• YOUR INSTRUCTIONS: Copy the records from the line containing "Would you mind marking the stone step" through the end of the records, requests included, and shift every coordinate in the answers by adding -125 to each number.

[Records]
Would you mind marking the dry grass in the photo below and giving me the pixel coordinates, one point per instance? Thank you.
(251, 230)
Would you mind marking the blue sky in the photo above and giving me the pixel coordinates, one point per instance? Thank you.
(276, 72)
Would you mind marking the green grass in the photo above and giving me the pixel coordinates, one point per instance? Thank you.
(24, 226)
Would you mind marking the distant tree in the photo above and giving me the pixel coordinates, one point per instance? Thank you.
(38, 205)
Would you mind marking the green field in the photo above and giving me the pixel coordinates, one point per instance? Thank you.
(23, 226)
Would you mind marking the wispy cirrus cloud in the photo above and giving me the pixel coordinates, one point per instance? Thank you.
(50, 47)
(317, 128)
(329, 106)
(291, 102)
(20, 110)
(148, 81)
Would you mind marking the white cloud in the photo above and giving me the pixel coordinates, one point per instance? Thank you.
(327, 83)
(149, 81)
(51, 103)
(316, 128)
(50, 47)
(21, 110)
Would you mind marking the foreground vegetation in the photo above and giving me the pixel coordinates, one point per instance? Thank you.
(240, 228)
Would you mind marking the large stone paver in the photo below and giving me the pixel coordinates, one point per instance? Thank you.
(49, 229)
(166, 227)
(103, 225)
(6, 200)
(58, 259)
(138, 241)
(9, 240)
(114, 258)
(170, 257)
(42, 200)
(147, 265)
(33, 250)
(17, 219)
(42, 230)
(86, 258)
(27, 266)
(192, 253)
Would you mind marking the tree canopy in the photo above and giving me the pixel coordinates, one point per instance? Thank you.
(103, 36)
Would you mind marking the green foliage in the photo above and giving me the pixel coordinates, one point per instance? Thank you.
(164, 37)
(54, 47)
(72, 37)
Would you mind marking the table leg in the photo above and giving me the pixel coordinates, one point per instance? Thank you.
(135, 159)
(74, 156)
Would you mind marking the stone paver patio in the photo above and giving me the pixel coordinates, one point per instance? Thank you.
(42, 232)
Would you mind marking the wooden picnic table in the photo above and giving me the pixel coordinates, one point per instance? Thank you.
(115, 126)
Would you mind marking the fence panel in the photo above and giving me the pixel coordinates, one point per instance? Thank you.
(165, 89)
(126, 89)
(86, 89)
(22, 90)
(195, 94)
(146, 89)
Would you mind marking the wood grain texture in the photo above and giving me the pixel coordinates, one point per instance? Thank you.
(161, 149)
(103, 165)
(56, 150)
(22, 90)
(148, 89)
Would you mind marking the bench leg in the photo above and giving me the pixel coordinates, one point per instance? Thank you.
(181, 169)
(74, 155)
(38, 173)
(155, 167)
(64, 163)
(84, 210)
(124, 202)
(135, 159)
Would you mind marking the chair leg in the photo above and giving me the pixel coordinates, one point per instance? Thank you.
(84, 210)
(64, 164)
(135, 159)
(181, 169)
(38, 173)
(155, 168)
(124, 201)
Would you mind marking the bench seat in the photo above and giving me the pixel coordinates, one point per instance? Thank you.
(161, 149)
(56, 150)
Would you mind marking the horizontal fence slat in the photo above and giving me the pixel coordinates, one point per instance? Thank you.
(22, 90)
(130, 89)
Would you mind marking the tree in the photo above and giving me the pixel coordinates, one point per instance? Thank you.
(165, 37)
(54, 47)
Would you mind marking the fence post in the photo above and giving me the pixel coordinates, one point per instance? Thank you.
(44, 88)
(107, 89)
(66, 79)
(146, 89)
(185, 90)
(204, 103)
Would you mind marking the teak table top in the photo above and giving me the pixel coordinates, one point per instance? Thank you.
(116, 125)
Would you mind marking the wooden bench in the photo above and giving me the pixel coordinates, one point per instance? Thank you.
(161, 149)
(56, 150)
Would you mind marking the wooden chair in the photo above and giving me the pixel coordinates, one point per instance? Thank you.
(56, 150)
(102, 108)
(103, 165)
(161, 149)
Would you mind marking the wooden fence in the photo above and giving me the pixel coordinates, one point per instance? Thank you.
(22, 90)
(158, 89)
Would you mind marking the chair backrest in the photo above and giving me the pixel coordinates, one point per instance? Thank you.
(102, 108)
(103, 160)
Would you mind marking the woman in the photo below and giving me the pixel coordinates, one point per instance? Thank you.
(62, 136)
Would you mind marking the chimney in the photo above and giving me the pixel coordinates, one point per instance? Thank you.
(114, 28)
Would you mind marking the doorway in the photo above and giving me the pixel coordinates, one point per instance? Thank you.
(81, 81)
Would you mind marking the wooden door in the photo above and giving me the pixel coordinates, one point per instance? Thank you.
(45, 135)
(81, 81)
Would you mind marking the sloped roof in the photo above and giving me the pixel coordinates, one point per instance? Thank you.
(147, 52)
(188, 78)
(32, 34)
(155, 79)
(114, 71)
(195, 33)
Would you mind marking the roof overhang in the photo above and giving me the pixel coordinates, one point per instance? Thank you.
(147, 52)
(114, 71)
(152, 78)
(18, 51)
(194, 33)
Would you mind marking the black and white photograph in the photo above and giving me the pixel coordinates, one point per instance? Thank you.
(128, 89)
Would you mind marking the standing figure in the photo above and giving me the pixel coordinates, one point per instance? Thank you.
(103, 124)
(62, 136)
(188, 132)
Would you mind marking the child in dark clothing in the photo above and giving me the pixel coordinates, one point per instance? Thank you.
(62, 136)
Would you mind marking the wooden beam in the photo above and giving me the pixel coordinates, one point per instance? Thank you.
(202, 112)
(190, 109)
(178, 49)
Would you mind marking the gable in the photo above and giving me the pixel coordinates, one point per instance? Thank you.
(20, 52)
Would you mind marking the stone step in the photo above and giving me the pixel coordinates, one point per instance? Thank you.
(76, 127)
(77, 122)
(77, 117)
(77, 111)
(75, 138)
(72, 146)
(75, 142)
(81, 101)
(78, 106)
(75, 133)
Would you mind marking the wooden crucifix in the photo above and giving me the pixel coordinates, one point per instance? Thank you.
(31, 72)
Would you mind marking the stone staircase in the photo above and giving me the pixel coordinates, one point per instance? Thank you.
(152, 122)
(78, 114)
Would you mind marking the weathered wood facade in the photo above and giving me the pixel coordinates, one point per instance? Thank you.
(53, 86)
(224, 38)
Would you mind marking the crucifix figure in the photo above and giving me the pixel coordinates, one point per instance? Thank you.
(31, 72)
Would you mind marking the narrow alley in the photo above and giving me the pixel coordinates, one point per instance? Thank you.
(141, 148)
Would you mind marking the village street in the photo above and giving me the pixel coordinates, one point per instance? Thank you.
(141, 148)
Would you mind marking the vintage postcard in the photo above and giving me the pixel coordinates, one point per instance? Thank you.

• TASK OUTPUT:
Would you mind marking the stone step in the photo above and giving me the pixel coordinates, one point per instance? Thank you.
(-49, 2)
(-48, -3)
(-48, -8)
(-48, -14)
(-50, 13)
(-53, 21)
(-50, 17)
(-44, -24)
(-47, -19)
(-50, 8)
Would you mind marking the wooden crucifix in the photo above and giving me the pixel coordinates, one point per instance? Thank you.
(-94, -53)
Would you mind marking the stone staircase in the photo above and giving me the pixel coordinates, one point per instance? Thank you.
(27, -3)
(-47, -11)
Would you mind marking the weathered wood facade in the photo above and giving me the pixel coordinates, one point per instance? Thank you.
(-72, -39)
(99, -87)
Would you mind marking the crucifix figure in the photo above and giving me the pixel coordinates, one point per instance? Thank you.
(-94, -53)
Would you mind marking the narrow alley in the photo above and giving me the pixel coordinates, one point per instance? Thank you.
(16, 23)
Would you mind marking the village street in the photo above and giving me the pixel coordinates, one point per instance? Thank you.
(16, 23)
Would you mind marking the vintage postcard in the photo above and giving me the pixel coordinates, one point per instance? Thank you.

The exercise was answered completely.